■ TASK ITEM:
If a line in the entries includes "covered", show that line.
START EXERCISE INPUTS
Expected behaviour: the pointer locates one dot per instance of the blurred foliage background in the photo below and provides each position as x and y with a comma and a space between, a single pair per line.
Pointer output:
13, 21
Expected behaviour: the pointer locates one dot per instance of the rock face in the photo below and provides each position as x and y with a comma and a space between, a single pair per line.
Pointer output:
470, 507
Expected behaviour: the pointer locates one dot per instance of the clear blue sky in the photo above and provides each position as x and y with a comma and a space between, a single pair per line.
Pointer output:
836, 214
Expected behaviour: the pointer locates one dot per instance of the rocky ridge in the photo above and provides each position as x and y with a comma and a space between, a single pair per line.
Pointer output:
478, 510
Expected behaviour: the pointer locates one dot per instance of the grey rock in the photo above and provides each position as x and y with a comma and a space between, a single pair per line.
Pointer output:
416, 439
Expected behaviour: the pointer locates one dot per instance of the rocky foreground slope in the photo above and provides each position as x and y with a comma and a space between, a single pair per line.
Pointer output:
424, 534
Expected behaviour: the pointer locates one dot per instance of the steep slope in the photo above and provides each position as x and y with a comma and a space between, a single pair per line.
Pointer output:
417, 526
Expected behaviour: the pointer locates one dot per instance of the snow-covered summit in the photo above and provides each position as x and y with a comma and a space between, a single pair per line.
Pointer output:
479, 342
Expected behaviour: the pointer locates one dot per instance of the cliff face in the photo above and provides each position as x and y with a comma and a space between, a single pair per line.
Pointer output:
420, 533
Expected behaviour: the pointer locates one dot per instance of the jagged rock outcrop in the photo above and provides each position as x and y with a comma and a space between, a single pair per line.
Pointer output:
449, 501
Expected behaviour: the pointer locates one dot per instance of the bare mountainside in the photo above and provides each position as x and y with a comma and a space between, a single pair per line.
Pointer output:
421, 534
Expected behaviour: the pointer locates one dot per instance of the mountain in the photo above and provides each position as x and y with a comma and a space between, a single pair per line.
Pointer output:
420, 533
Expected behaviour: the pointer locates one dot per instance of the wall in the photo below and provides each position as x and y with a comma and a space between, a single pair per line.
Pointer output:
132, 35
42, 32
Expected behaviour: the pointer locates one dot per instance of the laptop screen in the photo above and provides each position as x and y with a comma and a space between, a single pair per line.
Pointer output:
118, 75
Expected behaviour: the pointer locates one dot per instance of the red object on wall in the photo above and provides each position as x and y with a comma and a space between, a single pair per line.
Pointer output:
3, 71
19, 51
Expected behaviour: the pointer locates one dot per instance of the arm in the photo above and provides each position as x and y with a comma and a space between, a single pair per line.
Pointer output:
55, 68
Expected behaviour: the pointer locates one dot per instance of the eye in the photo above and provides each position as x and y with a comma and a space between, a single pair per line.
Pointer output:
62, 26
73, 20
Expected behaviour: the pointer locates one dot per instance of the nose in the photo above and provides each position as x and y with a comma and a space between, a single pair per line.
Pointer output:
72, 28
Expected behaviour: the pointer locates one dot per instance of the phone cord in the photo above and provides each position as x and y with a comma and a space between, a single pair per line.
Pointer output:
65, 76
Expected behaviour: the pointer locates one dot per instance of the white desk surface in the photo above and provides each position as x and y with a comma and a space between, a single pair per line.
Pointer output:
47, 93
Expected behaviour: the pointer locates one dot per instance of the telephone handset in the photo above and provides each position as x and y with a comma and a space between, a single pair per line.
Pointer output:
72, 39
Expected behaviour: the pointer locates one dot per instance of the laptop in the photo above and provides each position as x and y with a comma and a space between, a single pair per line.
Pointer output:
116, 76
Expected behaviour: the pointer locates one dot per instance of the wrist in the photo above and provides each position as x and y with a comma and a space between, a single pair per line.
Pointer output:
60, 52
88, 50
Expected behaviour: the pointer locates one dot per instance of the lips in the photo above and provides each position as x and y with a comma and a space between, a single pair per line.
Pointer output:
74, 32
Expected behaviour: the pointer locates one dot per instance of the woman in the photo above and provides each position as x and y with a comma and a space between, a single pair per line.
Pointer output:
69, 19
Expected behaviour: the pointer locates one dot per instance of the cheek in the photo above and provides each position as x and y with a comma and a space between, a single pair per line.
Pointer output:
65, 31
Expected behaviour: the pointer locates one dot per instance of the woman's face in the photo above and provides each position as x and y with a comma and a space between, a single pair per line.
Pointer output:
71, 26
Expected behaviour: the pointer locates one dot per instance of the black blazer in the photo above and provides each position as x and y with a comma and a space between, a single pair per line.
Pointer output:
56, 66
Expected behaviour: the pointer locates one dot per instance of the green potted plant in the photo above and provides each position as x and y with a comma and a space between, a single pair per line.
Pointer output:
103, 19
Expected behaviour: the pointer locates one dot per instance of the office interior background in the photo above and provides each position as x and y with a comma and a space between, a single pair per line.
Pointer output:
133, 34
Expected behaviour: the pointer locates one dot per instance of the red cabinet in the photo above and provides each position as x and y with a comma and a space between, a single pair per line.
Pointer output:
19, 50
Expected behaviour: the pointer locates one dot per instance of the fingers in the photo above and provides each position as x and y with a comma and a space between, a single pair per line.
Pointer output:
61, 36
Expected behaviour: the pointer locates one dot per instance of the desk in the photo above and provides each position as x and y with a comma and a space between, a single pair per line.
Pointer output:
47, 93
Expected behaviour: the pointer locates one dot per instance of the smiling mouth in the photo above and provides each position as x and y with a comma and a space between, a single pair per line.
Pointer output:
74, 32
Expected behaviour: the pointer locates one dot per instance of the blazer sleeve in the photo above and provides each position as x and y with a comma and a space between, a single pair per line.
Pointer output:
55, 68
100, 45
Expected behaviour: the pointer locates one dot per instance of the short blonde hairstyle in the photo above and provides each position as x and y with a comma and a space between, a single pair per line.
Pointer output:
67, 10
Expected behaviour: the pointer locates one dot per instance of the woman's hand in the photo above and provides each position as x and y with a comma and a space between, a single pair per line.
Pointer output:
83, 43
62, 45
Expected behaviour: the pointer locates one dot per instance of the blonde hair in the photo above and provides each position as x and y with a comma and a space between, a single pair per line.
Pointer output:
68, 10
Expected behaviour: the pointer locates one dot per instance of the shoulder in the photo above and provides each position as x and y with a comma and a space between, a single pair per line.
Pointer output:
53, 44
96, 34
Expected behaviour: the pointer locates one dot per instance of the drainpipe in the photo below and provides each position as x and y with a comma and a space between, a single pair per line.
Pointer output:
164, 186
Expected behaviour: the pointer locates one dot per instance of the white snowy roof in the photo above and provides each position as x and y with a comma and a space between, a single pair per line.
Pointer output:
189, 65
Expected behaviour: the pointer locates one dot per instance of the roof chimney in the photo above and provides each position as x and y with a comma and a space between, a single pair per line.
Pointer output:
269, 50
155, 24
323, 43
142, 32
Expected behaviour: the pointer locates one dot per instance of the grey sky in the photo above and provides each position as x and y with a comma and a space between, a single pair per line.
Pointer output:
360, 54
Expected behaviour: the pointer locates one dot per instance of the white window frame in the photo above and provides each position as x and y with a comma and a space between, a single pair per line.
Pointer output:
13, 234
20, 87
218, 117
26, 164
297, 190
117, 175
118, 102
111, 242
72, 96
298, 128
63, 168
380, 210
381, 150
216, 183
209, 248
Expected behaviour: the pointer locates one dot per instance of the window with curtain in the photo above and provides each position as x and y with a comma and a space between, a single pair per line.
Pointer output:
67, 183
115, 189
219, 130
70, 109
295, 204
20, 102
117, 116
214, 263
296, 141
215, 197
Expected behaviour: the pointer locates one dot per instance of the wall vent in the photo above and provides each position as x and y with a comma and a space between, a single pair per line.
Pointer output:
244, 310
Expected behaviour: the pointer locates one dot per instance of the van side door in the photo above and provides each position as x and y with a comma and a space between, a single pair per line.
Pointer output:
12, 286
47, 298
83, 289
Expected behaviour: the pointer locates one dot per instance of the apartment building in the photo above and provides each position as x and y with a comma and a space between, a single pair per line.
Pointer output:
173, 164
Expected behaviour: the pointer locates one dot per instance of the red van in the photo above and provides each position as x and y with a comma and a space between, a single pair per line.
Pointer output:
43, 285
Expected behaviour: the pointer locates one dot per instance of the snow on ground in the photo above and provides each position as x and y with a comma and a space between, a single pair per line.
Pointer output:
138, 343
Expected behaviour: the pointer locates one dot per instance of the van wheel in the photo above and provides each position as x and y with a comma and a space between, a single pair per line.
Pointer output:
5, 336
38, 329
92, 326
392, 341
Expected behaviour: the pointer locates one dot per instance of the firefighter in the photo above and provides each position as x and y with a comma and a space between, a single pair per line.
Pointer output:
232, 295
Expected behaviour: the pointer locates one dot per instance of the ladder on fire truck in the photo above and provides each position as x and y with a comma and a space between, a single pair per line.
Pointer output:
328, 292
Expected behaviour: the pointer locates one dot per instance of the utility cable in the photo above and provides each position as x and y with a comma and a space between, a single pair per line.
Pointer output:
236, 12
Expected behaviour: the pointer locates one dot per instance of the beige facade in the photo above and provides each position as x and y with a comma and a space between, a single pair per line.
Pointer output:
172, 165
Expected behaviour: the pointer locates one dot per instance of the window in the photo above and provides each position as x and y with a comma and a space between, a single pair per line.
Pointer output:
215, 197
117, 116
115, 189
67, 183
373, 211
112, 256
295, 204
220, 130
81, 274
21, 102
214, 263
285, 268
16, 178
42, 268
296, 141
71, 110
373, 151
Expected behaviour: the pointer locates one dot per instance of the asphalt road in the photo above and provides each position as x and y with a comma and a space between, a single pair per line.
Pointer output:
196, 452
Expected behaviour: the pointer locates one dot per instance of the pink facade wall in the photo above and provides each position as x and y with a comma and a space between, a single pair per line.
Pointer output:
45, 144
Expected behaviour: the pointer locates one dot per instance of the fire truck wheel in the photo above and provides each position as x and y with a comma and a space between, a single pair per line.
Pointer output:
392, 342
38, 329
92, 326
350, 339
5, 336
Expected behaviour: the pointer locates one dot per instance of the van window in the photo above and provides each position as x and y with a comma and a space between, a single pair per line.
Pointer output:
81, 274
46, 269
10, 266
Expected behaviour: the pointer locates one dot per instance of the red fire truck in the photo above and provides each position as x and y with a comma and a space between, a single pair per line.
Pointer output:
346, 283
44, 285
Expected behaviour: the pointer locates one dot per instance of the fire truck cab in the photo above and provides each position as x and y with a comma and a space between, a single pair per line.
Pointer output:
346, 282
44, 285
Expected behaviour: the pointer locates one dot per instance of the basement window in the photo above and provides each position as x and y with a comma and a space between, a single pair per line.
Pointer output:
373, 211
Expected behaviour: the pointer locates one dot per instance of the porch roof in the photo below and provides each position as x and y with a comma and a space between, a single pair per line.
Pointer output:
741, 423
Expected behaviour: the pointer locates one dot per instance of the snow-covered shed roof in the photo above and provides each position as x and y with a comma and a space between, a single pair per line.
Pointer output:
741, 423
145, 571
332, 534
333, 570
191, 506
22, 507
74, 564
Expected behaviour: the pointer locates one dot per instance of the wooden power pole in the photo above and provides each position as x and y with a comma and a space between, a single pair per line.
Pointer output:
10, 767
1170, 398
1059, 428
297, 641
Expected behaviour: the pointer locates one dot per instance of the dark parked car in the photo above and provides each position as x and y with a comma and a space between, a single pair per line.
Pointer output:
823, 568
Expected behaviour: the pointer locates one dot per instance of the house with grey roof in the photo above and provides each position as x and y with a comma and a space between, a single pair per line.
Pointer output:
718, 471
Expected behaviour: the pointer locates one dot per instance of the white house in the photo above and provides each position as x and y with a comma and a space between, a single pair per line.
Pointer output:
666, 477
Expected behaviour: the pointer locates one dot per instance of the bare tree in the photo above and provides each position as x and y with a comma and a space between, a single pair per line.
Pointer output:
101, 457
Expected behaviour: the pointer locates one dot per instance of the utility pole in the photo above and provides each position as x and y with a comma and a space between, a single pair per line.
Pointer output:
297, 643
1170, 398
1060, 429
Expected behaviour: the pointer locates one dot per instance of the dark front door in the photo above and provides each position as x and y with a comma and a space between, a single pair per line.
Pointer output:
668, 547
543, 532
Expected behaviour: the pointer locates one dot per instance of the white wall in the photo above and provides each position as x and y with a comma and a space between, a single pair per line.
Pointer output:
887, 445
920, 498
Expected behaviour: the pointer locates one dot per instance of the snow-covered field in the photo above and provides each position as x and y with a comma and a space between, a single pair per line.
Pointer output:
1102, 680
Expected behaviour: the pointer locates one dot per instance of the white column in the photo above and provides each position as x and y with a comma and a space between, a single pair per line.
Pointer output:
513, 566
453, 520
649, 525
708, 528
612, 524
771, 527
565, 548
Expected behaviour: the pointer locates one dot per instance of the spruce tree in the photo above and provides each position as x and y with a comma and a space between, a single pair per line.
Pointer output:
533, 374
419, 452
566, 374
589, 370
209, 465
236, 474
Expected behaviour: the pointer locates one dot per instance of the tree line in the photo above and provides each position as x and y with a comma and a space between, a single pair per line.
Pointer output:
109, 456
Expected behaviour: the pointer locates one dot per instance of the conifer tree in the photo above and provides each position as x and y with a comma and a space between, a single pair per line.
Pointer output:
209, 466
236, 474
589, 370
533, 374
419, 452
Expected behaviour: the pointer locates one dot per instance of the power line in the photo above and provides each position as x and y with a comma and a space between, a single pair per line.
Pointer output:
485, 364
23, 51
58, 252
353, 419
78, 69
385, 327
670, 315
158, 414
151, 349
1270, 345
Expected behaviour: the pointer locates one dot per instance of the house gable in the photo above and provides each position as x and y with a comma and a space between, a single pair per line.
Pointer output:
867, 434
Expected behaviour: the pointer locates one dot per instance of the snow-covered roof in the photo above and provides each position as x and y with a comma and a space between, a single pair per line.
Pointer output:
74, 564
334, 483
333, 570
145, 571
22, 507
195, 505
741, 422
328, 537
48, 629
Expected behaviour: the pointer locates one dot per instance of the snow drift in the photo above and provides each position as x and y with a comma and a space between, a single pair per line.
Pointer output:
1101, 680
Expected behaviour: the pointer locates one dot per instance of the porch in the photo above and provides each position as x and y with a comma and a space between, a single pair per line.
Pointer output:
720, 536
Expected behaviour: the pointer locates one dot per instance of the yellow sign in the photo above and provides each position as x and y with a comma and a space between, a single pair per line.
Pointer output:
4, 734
END EXERCISE INPUTS
■ EXERCISE RESULT:
Expected behaviour: the pointer locates one dot per instance of the snow-covered summit in the photo above and provides each position as x and y with a comma and a space between, a single pair per line.
Expected behaviour: the pointer locates one dot per instance of the snow-covered shed roof in the photo above and provides each position as x and y with a comma and a space between, a single pair per line.
Expected behaviour: the pointer locates one dot per instance of the snow-covered field in the photo above and provides each position as x and y with a comma and a space between, a single pair per line.
Expected behaviour: the pointer locates one dot per instance of the snow-covered roof in the photo above and provides each position as x and y with a comma and a space between, a single pair per line.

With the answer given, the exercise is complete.